PROVIDED PASSAGE:
>> BEGIN

This September Loughborough University hosts the Anarchist Studies Network conference.
Joining in the debates and discussions, to be held between Thursday 4th and Saturday 6th September, will be 9/11 Cultwatch’s Larry O’Hara and Paul Stott.
For more information visit http://www.anarchist-studies-network.org.uk/
Since the 9/11 terrorist attacks in America, a worldwide movement has developed. Its activists run thousands of websites, have produced hundreds of books, DVDs and articles, and attend events as diverse as the Notting Hill carnival, the 2005 Anarchist Bookfair, Green Party conferences and Universities and colleges across the UK. Their influence, particularly amongst young people and many British Muslims, appears to be growing.
This movement denies any link between Islamist ideology and violence, and doesn’t prioritise opposing the ‘war’ on terror. Instead the 9/11 ‘truth’ movement denies the existence of Al-Qaeda, argues American and/or Israeli ‘inside’ involvement in 9/11, and regards conventional leftist and anarchist commentators on such events (e.g. Chomsky) as ‘gatekeepers’, protecting the guilty parties from the wider public.
The 9/11 ‘truth’ movement massively distracts from the issues facing all those struggling for a better world. Surely we need to criticise the US/UK governments for what they have actually done (bad enough) rather than imaginary crimes? By seeing all contemporary (and past) political events through their skewed view of 9/11, the ‘truth’ movement takes progressive forces down a cul-de-sac. We must resist their influence.
Paul Stott has been involved in the anarchist movement since the early 1990s, and is one of the editors of Class War. He graduated from the University of East London in October 2007 with a Masters degree in Terrorism Studies. Visit his blog here http://www.paulstott.typepad.com/
Dr Larry O’Hara edits the parapolitical magazine Notes From The Borderland and holds a PhD in Contemporary British Fascism from Birkbeck. He and Paul Stott are currently working on a book “Half Truth Movement — How The 9/11 Cult Falsifies History”. Visit Notes From The Borderland here http://www.borderland.co.uk/
About the ASN
What constitutes “anarchist studies,” and where did it come from?

>> END

REQUIREMENTS:
a - Rewrite the part of the conference announcement starting with "For more information" and going on through "to be growing.", putting "supporters" in place of "activists".
b - According to the conference announcement, what doctorate does Larry O'Hara hold, and from which institution?
c - Continue the conference announcement from its last line.

RAW RECORDS:

>> BEGIN

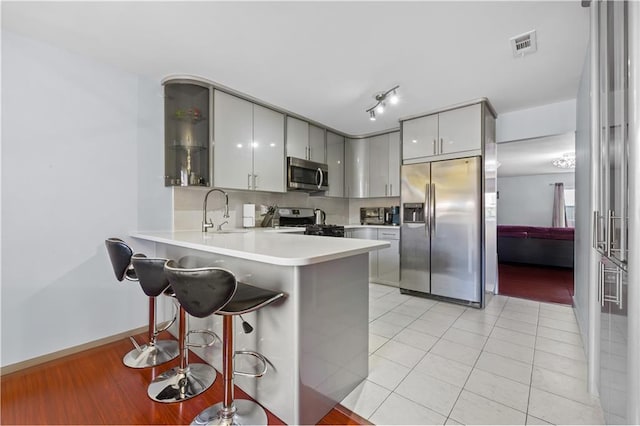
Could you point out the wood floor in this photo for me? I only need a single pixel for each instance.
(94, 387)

>> END
>> BEGIN

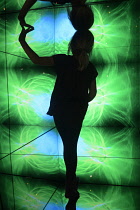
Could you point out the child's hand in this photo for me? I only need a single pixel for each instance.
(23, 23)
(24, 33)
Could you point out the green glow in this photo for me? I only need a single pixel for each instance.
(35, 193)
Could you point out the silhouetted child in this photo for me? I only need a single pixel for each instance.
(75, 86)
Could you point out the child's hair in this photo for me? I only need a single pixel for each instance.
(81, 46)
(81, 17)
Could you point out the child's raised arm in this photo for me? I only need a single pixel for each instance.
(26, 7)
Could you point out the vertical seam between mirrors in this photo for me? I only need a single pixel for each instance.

>> END

EXERCISE RESULTS:
a -
For more information visit http://www.anarchist-studies-network.org.uk/
Since the 9/11 terrorist attacks in America, a worldwide movement has developed. Its supporters run thousands of websites, have produced hundreds of books, DVDs and articles, and attend events as diverse as the Notting Hill carnival, the 2005 Anarchist Bookfair, Green Party conferences and Universities and colleges across the UK. Their influence, particularly amongst young people and many British Muslims, appears to be growing.

b - A PhD in Contemporary British Fascism from Birkbeck.

c -
Following the collapse of the Soviet Union, and with it, of an entire world order based on the tension between American and Soviet power, a number of intellectuals announced (once again) that the age of “ideologies” had ended; liberal democracy and capitalism had won, and no other political or economic options remained credible as contenders for the future. Energy had drained from most of the “New Social Movements” that had come to such prominence in the sixties and seventies; having since been institutionalized, accommodated within the system, environmentalism and the various forms of “identity politics” were no longer to be seen as radical challenges to the status quo, much less as forming part of a revolutionary “Movement.”
Two decades later, this cozy perception of the world is in shambles. Nearly a third of the world’s population lives in “failed states”; international systems of law and order are in serious disarray; strains on the planetary ecosystem are increasingly hard to ignore; the global marketplace lurches between “irrational exuberance” and crisis. The institutional managers of this world order now cannot meet without major police and military protection; everywhere they go, angry crowds appear. Many in these crowds speak not of a Movement, but of a “movement of movements,” that cannot be accommodated within the present order. It has become a common observation that, notwithstanding the novelty of this force, it cannot be understood without reference to another, older political tradition, one that had gone into an historical eclipse around the time of the Russian Revolution and the first victories of the women’s suffrage movement, that had long since become something less than a memory, a mere epithet: anarchism.
It is deeply ironic that there are now arguably more people outside of the academy than inside it who possess any intellectual context for this tradition; one is hard pressed to find a few scattered, often uninformed references to anarchism in the most advanced realms of scholarly discourse. Nonetheless, over the last two decades, academics have slowly begun to rediscover the historical significance of anarchism, which, as Benedict Anderson recently had to remind his fellow historians, was for a time “the main vehicle of global opposition to industrial capitalism, autocracy, latifundism, and imperialism.” Scholars have started to study the influence of anarchism on early Korean and Filipino national liberation struggles, movements for birth control from Barcelona to Boston, Latin American labor history, Jewish immigrant life, the development of modern sociology and geography, the French Resistance, debates over eugenics and Social Darwinism, modern art and Modern Schools, avant-garde film and popular music, revolutions from Mexico to China to Russia itself.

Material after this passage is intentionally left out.